Provided information -

==============================

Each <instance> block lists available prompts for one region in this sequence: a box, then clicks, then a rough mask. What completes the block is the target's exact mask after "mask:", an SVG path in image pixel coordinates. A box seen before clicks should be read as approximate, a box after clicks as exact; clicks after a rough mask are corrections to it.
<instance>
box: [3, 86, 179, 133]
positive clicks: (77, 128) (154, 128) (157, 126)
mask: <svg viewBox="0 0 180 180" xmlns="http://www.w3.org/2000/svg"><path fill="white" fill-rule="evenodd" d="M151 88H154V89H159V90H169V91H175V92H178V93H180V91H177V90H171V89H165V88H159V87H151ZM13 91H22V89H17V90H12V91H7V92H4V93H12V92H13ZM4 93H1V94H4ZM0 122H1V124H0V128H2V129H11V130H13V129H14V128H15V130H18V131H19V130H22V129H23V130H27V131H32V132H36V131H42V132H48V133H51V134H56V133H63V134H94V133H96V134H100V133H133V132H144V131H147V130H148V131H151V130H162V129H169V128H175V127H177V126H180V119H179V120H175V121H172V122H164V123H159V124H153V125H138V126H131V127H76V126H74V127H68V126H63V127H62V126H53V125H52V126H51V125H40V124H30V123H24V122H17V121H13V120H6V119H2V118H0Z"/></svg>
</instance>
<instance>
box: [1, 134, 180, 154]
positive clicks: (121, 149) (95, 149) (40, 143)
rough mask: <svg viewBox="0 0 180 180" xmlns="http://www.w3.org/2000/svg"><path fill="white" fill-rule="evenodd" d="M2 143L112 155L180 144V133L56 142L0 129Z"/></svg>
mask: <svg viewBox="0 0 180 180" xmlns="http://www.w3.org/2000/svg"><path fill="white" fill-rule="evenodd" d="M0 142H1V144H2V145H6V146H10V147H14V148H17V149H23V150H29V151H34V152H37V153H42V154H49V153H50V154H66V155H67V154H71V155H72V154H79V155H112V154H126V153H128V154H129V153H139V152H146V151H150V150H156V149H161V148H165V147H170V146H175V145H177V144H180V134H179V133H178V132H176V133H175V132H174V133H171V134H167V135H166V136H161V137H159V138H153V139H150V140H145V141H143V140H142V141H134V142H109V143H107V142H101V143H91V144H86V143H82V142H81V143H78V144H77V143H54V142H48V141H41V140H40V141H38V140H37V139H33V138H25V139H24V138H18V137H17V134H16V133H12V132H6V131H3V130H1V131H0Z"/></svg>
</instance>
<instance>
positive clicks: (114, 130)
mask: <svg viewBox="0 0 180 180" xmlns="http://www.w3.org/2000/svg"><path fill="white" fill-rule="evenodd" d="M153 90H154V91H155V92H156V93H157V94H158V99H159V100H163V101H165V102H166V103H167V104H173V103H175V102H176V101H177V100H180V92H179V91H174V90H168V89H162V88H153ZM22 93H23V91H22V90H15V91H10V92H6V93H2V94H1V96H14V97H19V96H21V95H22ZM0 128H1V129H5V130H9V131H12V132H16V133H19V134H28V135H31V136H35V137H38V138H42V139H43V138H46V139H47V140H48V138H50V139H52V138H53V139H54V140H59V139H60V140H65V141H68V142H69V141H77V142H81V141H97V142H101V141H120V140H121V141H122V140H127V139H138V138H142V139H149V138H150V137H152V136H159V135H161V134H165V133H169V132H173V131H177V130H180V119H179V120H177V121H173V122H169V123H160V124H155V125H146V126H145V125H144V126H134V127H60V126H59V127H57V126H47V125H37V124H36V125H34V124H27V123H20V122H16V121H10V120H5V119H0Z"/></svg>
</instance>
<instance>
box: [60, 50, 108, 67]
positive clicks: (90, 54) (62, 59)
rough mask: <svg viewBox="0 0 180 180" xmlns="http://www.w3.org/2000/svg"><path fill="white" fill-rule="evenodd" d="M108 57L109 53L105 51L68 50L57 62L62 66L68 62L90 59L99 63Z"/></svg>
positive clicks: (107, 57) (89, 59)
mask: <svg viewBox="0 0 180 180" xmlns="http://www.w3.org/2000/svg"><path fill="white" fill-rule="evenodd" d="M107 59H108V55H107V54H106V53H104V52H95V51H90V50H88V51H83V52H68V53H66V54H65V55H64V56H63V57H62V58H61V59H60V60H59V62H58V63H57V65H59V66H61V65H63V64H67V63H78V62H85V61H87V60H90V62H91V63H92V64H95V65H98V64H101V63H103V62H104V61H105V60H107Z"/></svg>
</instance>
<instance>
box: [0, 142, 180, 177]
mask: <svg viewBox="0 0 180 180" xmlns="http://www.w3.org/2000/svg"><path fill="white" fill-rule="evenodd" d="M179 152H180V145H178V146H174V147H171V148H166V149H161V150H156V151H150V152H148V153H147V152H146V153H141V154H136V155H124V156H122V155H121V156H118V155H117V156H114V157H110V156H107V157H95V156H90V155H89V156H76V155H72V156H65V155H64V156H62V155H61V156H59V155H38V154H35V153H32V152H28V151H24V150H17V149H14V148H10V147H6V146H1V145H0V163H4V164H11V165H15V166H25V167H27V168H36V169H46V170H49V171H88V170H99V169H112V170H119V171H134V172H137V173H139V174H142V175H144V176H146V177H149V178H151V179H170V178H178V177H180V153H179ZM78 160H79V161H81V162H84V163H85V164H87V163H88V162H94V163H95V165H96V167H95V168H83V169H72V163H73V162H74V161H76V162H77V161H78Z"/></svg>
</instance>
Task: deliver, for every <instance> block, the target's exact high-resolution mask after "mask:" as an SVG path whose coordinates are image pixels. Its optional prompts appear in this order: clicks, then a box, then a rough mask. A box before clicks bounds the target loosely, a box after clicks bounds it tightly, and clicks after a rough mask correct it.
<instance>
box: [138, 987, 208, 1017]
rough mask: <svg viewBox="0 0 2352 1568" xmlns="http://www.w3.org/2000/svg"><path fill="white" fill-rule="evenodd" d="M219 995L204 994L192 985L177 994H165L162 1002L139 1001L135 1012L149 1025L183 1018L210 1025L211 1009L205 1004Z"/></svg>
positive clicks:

==============================

Problem statement - Copy every line from the material in which the word "then" can be found.

Expected answer -
Each <instance> block lists available prompts for one region in this sequence: a box, then clicks, then a rough mask. What completes the block is the target's exact mask after "mask:", an SVG path in image pixel coordinates. A box seen before clicks should be read as approximate, a box after clicks as exact; clicks after a rough mask are corrections to it.
Task: deliver, for every <instance> block, the target's exact high-resolution mask after "mask:" as an SVG path whose coordinates are image pixels. Its optional prompts appear in this order: clicks, then a box, then a rough mask. A box before clicks bounds the target loosely, a box after clicks bounds it tightly, and clicks after a rough mask correct it.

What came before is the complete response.